Problem to solve: Copy the material below word for word, but leave out the pictures.

Task input:
begin

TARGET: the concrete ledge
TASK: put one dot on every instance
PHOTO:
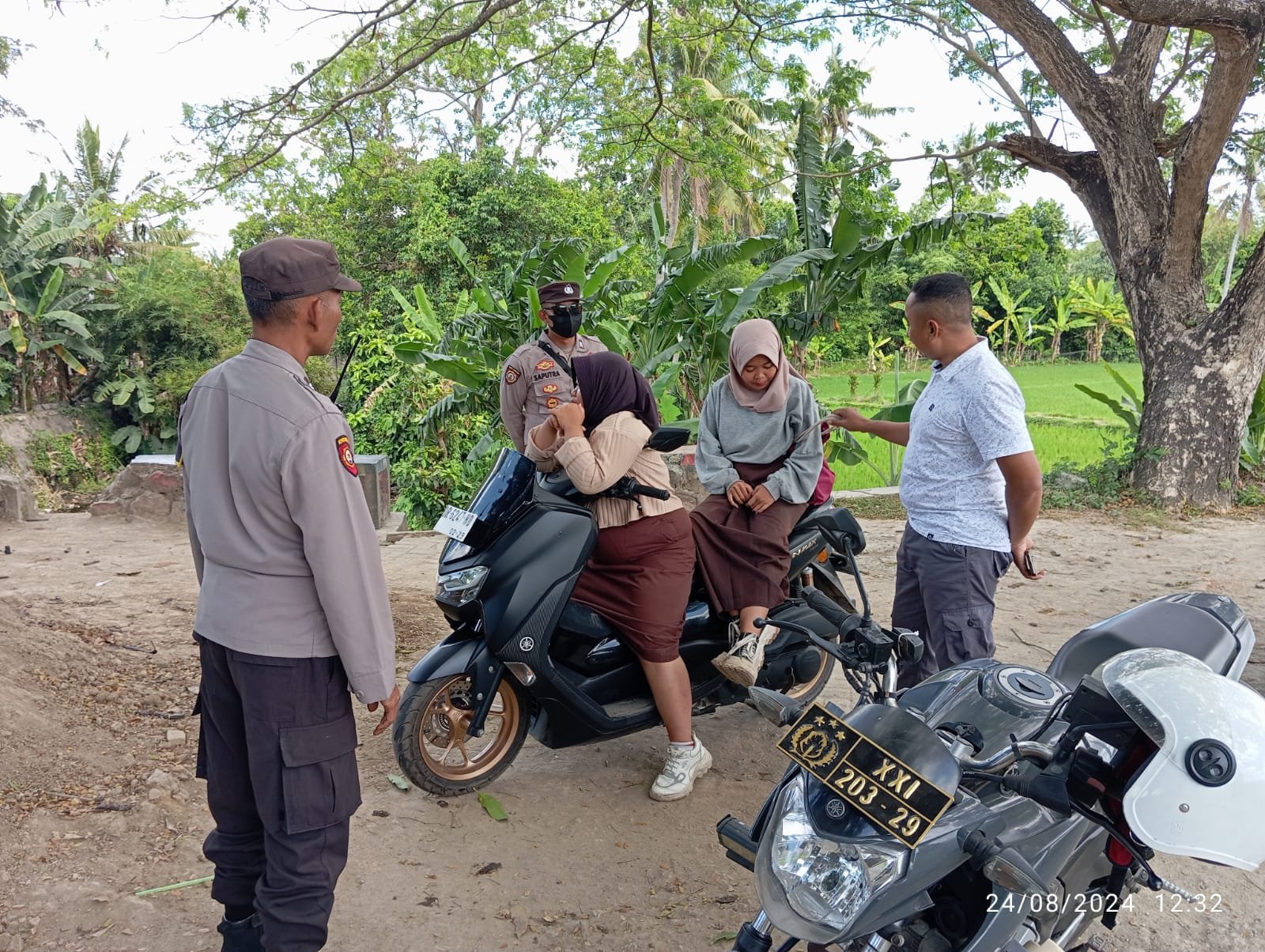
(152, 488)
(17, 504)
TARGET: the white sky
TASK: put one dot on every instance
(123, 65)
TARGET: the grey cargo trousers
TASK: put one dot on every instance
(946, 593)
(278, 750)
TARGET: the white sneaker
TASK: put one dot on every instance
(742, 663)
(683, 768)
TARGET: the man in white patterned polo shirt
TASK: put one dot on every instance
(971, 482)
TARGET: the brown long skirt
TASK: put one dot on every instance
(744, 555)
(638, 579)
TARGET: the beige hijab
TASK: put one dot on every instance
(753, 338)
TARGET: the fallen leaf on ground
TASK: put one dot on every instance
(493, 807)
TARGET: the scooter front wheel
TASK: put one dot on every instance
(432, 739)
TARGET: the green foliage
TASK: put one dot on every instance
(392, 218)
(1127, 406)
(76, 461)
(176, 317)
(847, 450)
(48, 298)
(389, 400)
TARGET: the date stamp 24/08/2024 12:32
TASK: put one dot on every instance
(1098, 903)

end

Solved problem:
TARGET: the concrete ledge
TASK: put one dot on every instance
PHOTO:
(152, 488)
(17, 504)
TARGET: the white sky
TASK: put one dot on every instance
(123, 65)
TARGET: the grey cargo trousers
TASK: put one dot on every instance
(946, 593)
(278, 750)
TARGET: the white sneaker
TASK: put one dot on every instance
(742, 663)
(683, 768)
TARGET: the man in white patterned polo shirt
TASK: put one dot on every instance
(971, 482)
TARGET: the brown long skirt
TASK: put one dot on every instance
(744, 555)
(638, 579)
TARGET: the beige hijab
TASK: put one dot on every instance
(753, 338)
TARGET: the fallen leaf on ground
TASK: put one dot on every instance
(493, 807)
TARGET: the scooter front wheel
TASK: put one dot on every instance
(432, 739)
TARGET: the green foliage
TASK: put one dot on every instance
(392, 218)
(1127, 406)
(76, 461)
(176, 317)
(847, 450)
(48, 298)
(389, 400)
TARGET: the date stamp 24/08/2024 12:32
TASK: put one dot on every instance
(1098, 903)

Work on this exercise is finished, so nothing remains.